▸ **WHAT THE TASK REQUIRES**
Could you write out all of the records again with "storm cloud" substituted for "white cloud" wherever it occurs and every other part left unchanged?

▸ **PROVIDED DATA**

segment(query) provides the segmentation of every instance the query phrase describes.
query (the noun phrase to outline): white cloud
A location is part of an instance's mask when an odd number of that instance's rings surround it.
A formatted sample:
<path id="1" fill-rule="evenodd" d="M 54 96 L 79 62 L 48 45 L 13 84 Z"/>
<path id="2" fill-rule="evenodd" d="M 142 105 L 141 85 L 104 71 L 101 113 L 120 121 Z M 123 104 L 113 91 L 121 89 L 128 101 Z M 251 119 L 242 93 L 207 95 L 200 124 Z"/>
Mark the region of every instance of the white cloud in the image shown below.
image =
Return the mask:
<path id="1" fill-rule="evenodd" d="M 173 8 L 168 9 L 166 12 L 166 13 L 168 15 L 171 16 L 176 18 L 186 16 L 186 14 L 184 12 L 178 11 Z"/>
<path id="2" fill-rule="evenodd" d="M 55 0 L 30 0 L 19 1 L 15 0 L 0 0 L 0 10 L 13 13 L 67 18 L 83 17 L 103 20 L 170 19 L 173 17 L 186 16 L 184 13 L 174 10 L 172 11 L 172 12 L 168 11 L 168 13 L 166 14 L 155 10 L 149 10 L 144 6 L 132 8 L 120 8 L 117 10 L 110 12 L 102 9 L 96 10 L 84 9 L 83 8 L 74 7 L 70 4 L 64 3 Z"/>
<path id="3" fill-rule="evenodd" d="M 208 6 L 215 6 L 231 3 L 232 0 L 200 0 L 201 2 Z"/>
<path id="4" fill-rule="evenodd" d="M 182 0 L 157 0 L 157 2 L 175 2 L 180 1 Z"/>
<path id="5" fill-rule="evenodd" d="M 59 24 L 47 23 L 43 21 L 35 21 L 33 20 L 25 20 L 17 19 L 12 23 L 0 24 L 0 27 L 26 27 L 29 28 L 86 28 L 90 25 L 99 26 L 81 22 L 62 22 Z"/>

▸ **IN RESPONSE**
segment(query) provides the segmentation of every instance the query phrase describes.
query (the noun phrase to outline): storm cloud
A location is part of an instance's mask when an odd number of that instance's rings surround it.
A formatted sample:
<path id="1" fill-rule="evenodd" d="M 54 96 L 79 62 L 48 45 L 13 84 Z"/>
<path id="2" fill-rule="evenodd" d="M 142 105 L 141 85 L 104 71 L 101 113 L 120 121 Z M 123 104 L 113 91 L 121 89 L 128 101 Z M 251 119 L 242 93 L 207 95 L 200 124 Z"/>
Mark the region of every instance of the storm cloud in the image shown below.
image =
Return the mask:
<path id="1" fill-rule="evenodd" d="M 173 8 L 168 9 L 166 12 L 166 13 L 168 15 L 171 16 L 176 18 L 186 16 L 186 14 L 184 12 L 178 11 Z"/>
<path id="2" fill-rule="evenodd" d="M 55 0 L 30 0 L 19 1 L 15 0 L 0 0 L 0 10 L 13 13 L 67 18 L 83 17 L 103 20 L 170 19 L 173 17 L 186 16 L 184 13 L 174 10 L 172 11 L 172 12 L 168 11 L 168 13 L 166 14 L 155 10 L 149 10 L 144 6 L 132 8 L 120 8 L 117 10 L 110 12 L 102 9 L 96 10 L 84 9 L 83 8 L 74 7 L 70 4 L 64 3 Z"/>
<path id="3" fill-rule="evenodd" d="M 208 6 L 215 6 L 231 3 L 232 0 L 200 0 L 201 2 Z"/>
<path id="4" fill-rule="evenodd" d="M 182 0 L 157 0 L 157 2 L 175 2 L 180 1 Z"/>
<path id="5" fill-rule="evenodd" d="M 59 24 L 47 23 L 43 21 L 35 21 L 33 20 L 25 20 L 17 19 L 12 23 L 0 24 L 0 27 L 26 27 L 29 28 L 86 28 L 90 25 L 99 26 L 81 22 L 62 22 Z"/>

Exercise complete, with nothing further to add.